START RECORDS FOR THIS EXERCISE

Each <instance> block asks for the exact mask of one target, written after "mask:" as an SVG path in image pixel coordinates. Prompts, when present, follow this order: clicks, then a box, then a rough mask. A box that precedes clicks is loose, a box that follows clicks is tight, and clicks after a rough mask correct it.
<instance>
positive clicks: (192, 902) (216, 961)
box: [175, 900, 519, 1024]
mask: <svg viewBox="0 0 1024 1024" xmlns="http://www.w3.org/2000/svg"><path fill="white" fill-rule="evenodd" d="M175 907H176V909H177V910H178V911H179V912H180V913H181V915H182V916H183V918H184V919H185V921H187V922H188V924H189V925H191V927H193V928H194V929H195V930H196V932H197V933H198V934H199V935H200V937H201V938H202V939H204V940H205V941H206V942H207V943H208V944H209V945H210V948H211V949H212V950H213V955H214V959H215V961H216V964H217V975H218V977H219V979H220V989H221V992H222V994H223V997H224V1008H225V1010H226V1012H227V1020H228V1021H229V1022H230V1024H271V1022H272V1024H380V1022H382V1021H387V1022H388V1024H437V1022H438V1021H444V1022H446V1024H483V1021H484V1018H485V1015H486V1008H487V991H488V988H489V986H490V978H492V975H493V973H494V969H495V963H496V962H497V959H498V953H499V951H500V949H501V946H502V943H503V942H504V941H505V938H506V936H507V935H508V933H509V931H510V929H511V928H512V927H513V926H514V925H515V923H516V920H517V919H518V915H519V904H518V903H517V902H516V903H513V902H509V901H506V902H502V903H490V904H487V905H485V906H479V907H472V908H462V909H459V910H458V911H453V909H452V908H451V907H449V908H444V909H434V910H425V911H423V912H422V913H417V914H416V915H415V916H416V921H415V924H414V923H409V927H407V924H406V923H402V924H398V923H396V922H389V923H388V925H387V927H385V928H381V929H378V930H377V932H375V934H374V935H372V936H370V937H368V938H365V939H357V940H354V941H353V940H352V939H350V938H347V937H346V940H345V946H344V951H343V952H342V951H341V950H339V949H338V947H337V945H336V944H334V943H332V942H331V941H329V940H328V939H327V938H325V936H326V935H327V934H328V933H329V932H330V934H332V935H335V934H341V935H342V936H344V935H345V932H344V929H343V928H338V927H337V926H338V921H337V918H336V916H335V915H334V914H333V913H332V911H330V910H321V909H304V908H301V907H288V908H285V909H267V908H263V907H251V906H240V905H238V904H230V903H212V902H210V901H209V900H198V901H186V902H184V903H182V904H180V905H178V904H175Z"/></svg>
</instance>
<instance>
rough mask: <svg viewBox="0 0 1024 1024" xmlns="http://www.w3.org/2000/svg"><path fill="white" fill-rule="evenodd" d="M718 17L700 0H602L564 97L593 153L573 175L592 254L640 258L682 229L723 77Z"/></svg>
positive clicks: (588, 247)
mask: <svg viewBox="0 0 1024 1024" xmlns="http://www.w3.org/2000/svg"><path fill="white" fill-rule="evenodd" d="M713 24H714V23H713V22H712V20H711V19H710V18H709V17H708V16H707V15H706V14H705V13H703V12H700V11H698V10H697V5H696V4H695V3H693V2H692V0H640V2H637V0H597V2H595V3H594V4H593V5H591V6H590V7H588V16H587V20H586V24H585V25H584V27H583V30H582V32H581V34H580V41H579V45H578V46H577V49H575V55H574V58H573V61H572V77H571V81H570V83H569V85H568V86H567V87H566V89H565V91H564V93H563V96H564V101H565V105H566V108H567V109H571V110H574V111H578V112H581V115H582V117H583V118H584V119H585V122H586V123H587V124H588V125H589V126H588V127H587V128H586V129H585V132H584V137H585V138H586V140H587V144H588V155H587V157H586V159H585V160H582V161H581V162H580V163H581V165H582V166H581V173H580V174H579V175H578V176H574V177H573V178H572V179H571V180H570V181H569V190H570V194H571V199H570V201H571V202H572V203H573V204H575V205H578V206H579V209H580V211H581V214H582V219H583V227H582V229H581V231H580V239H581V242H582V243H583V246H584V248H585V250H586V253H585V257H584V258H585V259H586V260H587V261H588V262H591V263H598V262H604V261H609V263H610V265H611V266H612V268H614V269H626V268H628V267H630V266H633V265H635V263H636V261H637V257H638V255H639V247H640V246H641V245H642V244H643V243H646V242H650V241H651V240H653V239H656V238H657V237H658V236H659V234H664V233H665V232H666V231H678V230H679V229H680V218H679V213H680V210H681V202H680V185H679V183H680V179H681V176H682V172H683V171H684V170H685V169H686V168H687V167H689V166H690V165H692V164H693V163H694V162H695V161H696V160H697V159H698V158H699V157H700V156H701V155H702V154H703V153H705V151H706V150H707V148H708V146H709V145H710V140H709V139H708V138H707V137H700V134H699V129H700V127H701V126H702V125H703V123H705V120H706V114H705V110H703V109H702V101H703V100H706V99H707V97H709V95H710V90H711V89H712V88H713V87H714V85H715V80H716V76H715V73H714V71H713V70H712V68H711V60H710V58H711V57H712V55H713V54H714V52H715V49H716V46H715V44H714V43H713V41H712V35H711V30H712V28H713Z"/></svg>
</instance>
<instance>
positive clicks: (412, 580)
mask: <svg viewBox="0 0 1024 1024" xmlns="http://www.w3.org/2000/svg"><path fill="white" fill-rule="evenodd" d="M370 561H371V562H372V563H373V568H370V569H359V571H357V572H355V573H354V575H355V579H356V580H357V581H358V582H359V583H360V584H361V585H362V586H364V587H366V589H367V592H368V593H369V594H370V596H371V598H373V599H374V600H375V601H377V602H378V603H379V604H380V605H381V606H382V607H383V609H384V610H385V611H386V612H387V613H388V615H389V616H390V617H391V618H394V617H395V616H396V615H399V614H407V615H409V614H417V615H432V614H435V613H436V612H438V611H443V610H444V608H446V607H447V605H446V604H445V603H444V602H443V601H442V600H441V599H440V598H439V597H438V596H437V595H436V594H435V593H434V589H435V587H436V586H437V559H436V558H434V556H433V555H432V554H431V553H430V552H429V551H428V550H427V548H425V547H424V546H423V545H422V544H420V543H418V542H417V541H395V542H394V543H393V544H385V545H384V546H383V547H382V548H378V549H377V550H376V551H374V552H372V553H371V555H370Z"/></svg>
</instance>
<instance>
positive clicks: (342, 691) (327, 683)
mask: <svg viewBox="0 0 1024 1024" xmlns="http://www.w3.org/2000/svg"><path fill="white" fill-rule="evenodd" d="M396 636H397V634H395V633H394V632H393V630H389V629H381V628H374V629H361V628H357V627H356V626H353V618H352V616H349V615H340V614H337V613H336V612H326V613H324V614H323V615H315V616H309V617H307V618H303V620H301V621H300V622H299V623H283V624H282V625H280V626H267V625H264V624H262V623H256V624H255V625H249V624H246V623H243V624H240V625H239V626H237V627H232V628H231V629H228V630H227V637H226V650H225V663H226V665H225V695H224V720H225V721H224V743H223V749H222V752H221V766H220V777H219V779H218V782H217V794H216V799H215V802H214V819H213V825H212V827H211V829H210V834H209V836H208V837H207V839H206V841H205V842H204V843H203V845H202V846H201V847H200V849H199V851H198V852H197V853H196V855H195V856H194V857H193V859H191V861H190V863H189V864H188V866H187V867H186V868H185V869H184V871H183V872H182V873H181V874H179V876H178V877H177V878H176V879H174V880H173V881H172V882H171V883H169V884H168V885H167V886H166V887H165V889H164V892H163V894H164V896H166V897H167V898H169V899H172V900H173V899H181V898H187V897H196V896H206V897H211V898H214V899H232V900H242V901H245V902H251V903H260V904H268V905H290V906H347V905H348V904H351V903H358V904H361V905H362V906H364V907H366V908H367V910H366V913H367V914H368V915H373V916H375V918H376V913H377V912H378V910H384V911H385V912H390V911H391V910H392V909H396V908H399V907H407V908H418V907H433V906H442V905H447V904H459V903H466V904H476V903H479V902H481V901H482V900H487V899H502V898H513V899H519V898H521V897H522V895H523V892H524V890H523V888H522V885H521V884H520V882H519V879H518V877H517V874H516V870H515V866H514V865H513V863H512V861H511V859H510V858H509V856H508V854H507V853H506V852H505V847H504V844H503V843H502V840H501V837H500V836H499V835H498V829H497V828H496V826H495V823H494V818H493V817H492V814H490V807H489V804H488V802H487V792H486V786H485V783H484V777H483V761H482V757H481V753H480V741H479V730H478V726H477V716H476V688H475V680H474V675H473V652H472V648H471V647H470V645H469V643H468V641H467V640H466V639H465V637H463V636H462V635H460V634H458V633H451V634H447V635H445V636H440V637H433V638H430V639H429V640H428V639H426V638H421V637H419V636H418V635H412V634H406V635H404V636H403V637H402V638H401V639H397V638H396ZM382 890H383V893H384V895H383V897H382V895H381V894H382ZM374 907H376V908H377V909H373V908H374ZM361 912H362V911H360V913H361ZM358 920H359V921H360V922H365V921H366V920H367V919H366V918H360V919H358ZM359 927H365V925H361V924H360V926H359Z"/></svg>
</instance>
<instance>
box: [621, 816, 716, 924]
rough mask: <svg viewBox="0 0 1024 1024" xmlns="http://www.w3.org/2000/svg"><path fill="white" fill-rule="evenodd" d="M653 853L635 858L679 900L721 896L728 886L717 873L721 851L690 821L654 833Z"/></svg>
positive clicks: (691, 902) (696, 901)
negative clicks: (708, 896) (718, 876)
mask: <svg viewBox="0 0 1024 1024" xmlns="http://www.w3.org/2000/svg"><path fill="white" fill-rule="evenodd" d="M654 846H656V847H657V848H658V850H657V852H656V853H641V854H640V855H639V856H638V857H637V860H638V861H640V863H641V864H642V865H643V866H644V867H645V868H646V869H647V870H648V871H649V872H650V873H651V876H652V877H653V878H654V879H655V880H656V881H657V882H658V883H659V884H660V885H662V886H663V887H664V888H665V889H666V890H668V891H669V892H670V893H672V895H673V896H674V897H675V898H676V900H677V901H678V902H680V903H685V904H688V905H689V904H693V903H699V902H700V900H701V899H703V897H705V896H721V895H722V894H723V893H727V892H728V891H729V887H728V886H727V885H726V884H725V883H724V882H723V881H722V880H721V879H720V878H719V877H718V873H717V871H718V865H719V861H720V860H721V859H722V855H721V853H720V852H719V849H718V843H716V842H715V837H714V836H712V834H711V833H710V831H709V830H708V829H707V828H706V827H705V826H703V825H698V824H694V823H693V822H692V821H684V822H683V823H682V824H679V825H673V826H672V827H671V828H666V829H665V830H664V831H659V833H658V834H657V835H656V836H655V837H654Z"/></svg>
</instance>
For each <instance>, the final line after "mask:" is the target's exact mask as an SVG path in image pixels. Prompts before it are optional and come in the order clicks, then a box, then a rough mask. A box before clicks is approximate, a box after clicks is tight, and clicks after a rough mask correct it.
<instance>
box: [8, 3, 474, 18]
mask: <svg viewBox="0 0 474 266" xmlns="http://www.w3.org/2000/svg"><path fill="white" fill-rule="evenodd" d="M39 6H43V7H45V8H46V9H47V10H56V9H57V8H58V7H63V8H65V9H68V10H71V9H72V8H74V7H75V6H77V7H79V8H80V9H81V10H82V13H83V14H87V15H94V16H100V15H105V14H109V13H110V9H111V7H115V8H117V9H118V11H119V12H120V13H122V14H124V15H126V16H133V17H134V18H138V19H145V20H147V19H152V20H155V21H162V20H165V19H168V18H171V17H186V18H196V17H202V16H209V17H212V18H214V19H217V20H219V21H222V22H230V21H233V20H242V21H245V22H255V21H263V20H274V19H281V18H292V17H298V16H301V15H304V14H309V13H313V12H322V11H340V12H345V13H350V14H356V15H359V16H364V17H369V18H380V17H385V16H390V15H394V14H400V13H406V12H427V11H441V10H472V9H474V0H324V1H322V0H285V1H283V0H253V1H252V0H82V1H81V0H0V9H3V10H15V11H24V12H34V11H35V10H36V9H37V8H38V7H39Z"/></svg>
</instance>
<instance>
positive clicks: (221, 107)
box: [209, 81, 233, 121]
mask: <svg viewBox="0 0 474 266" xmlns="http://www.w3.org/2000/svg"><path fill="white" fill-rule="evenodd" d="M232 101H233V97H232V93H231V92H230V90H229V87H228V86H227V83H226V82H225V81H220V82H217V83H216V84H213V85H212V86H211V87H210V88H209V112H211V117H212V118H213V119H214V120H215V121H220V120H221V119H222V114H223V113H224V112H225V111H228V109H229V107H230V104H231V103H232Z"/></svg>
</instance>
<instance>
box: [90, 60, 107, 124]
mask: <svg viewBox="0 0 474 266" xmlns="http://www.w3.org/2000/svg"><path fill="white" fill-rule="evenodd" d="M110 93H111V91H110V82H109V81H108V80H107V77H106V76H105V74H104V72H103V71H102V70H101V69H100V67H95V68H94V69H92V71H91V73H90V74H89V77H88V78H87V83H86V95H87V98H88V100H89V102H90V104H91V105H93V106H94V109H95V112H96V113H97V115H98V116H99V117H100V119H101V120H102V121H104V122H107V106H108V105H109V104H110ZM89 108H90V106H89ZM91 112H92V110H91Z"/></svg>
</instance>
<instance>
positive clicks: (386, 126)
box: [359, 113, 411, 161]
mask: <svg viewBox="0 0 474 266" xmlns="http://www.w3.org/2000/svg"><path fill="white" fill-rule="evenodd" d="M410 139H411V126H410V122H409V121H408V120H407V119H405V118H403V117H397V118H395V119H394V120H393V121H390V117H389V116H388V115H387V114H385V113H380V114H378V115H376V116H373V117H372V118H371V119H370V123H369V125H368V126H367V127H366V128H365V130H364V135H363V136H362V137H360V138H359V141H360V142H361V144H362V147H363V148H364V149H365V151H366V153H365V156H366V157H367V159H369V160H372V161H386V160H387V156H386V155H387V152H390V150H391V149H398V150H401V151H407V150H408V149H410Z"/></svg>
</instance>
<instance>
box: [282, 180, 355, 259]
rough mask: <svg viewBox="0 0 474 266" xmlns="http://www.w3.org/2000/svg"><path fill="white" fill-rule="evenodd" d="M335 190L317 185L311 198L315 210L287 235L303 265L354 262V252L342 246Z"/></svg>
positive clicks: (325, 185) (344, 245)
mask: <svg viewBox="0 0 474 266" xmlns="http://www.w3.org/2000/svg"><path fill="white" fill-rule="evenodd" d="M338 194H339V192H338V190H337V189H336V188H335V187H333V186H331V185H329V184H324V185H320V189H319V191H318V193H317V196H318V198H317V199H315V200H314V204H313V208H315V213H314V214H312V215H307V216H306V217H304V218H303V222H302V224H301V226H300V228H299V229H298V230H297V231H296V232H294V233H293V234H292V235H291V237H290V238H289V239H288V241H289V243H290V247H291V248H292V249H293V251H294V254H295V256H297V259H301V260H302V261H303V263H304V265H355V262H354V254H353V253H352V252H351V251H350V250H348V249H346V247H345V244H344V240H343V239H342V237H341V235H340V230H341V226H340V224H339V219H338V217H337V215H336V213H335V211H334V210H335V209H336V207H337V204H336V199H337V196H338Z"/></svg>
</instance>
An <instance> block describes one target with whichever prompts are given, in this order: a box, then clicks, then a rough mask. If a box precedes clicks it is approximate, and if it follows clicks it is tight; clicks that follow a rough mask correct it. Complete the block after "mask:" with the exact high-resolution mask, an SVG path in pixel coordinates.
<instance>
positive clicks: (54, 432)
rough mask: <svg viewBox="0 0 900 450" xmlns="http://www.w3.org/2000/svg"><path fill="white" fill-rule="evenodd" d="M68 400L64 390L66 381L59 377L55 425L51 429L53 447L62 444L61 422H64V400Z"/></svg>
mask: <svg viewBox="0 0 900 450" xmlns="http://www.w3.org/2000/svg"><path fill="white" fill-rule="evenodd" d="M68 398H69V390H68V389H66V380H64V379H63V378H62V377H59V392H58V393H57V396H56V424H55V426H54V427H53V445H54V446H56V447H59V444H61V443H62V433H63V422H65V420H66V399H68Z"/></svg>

END RECORDS FOR THIS EXERCISE

_DIRECTIONS_
Can you output the material above as a JSON list of strings, one string per line, starting from the very first line and going through the line containing "box: [175, 900, 519, 1024]", with blank lines left out?

_EXERCISE RESULT_
[
  "Each <instance> block asks for the exact mask of one target, written after \"mask:\" as an SVG path in image pixel coordinates. Prompts, when present, follow this order: clicks, then a box, then a rough mask. A box that precedes clicks is loose, a box that follows clicks is tight, and clicks after a rough mask correct it.",
  "<instance>",
  "positive clicks: (192, 902) (216, 961)",
  "box: [175, 900, 519, 1024]"
]